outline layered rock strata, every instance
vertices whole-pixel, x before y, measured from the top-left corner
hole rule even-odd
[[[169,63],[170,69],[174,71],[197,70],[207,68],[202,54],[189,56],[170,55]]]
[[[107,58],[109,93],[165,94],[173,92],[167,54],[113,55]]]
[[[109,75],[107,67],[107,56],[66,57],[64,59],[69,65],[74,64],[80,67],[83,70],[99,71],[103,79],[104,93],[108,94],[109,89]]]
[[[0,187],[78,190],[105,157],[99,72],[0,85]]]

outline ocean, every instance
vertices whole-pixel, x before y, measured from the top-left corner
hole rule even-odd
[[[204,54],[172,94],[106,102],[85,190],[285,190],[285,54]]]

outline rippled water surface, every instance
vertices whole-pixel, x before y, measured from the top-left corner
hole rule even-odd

_ _ _ _ _

Which lines in the listing above contain the word "instance"? Gather every one of them and copy each line in full.

__PROBLEM SOLUTION__
outline layered rock strata, every instance
outline ocean, every instance
outline rippled water surface, every instance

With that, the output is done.